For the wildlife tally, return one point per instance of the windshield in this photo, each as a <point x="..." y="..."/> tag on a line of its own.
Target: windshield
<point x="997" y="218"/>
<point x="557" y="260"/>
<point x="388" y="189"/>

------------------------------------

> WHAT NEEDS TO BE DONE: Give the material above again in its entirety, exactly as it appears.

> OUTPUT OF THE EXERCISE:
For the wildlife tally, return one point per instance of the windshield in this photo, each as a <point x="..." y="..."/> tag on a line of its own.
Target: windshield
<point x="997" y="218"/>
<point x="557" y="260"/>
<point x="388" y="189"/>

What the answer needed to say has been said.